[[ Reading text open ]]

The Church of England parish church of St Lawrence is a Grade I listed building. It replaced an earlier structure in the 15th century (probably around 1470–1476), though the nave roof and clerestory, the north porch, and the tower and spire may have been added in the early 16th century. A west gallery for singers was installed in 1740 and there were further internal additions in the 1880s. The church contains a Monumental brass of John Twynyho (died 1485), set into his ledger stone on floor of north aisle. He, and his wife Agnes, acquired the manor of "Hallecourte" in Lechlade. This may have been the same property as "Butler's Court", a 4-yardland estate which in 1304 had been granted by John de Bellew to John Butler. John Twynyho of Cirencester was lord of Butler's Court in 1479.

There is a Baptist church on Sherborne Street which was built in 1817.

[[ Reading text closed ]]

Questions to answer:
1 - Reproduce, word for word, the part of the passage on the churches of Lechlade that opens with the words containing "The Church of" and closes with "Court in 1479.".
2 - Take the passage on the churches of Lechlade further, writing on from its final sentence.
The lines placed after the passage on the churches of Lechlade can be set aside, as none of them are needed here.

[[ Record extracts open ]]

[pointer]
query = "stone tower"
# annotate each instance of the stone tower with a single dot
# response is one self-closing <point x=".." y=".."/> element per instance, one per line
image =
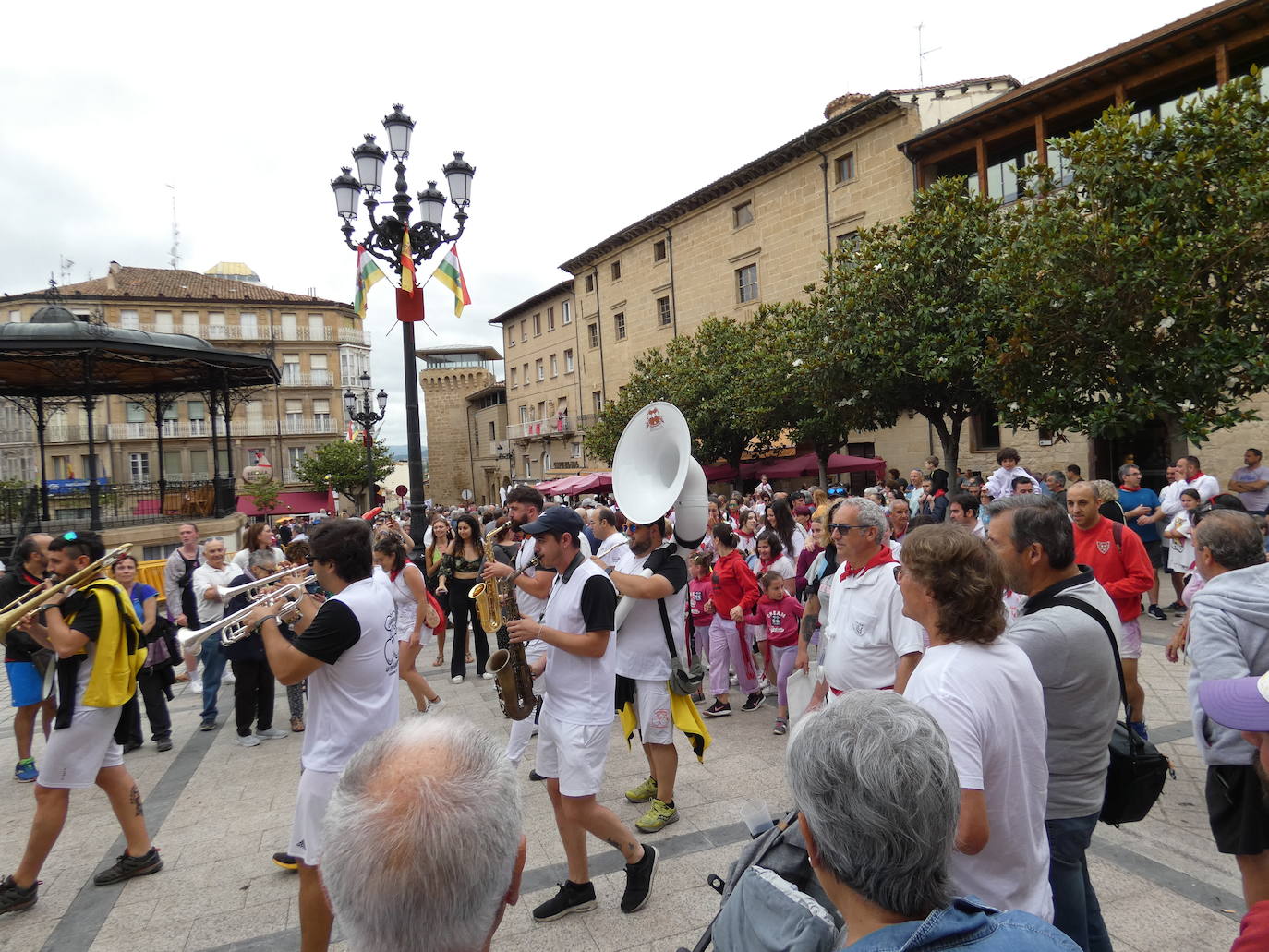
<point x="450" y="373"/>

[[ Record extracts closed ]]

Responses to the tasks:
1 -
The Church of England parish church of St Lawrence is a Grade I listed building. It replaced an earlier structure in the 15th century (probably around 1470–1476), though the nave roof and clerestory, the north porch, and the tower and spire may have been added in the early 16th century. A west gallery for singers was installed in 1740 and there were further internal additions in the 1880s. The church contains a Monumental brass of John Twynyho (died 1485), set into his ledger stone on floor of north aisle. He, and his wife Agnes, acquired the manor of "Hallecourte" in Lechlade. This may have been the same property as "Butler's Court", a 4-yardland estate which in 1304 had been granted by John de Bellew to John Butler. John Twynyho of Cirencester was lord of Butler's Court in 1479.

2 -
==Notable people==
- Reginald Arkell (1881–1959) was born in Lechlade. He went on to train as a journalist and then became a script writer and comic novelist who wrote many musical plays for the London theatre.
- Thomas Prence (1599–1673), emigrated to America in 1621 and was a co-founder of Eastham, Massachusetts, a political leader in both the Plymouth and Massachusetts Bay Colonies, and governor of Plymouth, Massachusetts (1634, 1638, and 1657–1673).
- Roman Bilinski (2004–) born in Lechlade to Polish Parents, and is a racing driver, previously competing in Championships like Formula 3, FRECA, Formula Regional European Championship.